Quant4.0 (IV): System Integration and a Simplified Multi-Factor Quant Framework

Quant4.0 (IV): System Integration and a Simplified Multi-Factor Quant Framework

In this section, we revisit Quant 4.0 from a systems perspective and explore how all of its components can be integrated into a single architecture. The figure below shows a suggested Quant 4.0 system framework, including an offline research system for quantitative research and an online system for live quantitative trading.

This article is a partial translation and adaptation of the paper Quant 4.0: Engineering Quantitative Investment with Automated, Explainable and Knowledge-driven Artificial Intelligence. Original paper

Quant4.0 (I): An Introduction to Quantitative Investing, from 1.0 to 4.0

Quant4.0 (II): Automated AI and Quantitative Research

Quant4.0 (III): Explainable AI, Knowledge-Driven AI, and Quantitative Research

Quant4.0 (IV): System Integration and a Simplified Multi-Factor Quant Framework

Offline Research System

The Quant 4.0 offline quantitative research system is designed to improve research efficiency. It contains multiple layers, including the hardware layer, raw data layer, meta-factor layer, factor layer, and model layer, as well as modules such as a high-performance computing cluster, data system, cache system, data preprocessing, automated factor mining, knowledge-based systems, large-scale data analytics, AutoML, and risk simulation.

online
offline

Hardware Platform Architecture

The underlying hardware platform for offline research is a high-performance computing cluster composed of many compute nodes with shared storage [267], connected through high-bandwidth networks [268]. Combining many nodes aggregates computing power across the cluster and supports large-scale quantitative workloads. In practice, however, communication bottlenecks often constrain scalability [269]. To address this, the cluster network topology adopts a hierarchical structure, where neighboring compute nodes are connected through lower-level switches to improve overall throughput.

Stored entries
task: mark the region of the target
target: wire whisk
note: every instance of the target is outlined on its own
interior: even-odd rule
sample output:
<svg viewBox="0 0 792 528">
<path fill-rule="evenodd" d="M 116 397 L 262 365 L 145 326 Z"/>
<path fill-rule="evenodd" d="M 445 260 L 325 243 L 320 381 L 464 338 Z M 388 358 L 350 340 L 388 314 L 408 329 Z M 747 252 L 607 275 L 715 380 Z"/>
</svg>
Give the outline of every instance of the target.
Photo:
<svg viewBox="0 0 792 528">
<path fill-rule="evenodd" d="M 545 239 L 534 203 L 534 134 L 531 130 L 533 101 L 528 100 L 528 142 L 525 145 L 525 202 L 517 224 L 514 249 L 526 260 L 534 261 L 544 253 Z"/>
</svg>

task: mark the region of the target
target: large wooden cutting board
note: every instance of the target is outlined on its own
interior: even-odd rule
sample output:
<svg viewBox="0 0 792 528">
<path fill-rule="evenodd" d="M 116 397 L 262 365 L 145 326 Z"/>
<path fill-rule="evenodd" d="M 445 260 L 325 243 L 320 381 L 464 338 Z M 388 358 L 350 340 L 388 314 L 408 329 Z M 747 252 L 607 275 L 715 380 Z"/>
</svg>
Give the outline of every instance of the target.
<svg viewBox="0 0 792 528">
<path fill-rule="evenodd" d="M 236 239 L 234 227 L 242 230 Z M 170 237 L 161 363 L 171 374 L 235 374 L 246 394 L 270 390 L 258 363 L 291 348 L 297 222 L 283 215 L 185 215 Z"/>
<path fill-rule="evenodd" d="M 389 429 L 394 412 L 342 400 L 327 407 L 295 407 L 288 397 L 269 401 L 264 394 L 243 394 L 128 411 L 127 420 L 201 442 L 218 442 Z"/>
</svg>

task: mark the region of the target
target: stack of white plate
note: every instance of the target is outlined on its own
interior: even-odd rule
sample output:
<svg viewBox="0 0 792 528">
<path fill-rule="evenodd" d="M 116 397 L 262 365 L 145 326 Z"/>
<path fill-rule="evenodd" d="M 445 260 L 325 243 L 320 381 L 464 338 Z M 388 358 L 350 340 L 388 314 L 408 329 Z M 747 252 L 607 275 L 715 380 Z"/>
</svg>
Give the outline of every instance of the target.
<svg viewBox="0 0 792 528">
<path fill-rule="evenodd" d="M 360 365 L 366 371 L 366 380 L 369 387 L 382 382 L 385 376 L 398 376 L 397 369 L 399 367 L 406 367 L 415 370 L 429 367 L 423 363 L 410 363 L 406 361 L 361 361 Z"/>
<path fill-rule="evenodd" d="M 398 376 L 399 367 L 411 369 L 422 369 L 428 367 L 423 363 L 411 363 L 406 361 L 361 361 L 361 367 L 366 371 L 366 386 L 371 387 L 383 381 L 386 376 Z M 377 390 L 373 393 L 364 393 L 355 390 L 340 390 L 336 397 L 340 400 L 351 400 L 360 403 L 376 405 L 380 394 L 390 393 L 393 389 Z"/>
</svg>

Written task:
Decide whether each statement below agrees with the Quant 4.0 article, answering yes or no and quoting the words of the article that settle it. (a) The offline research system is meant to improve research efficiency. (b) The cluster network uses a flat topology in which every compute node connects to one central switch. (c) Communication bottlenecks often limit scalability in practice.

Response below:
(a) Yes: "The Quant 4.0 offline quantitative research system is designed to improve research efficiency."
(b) No: "the cluster network topology adopts a hierarchical structure, where neighboring compute nodes are connected through lower-level switches"
(c) Yes: "In practice, however, communication bottlenecks often constrain scalability"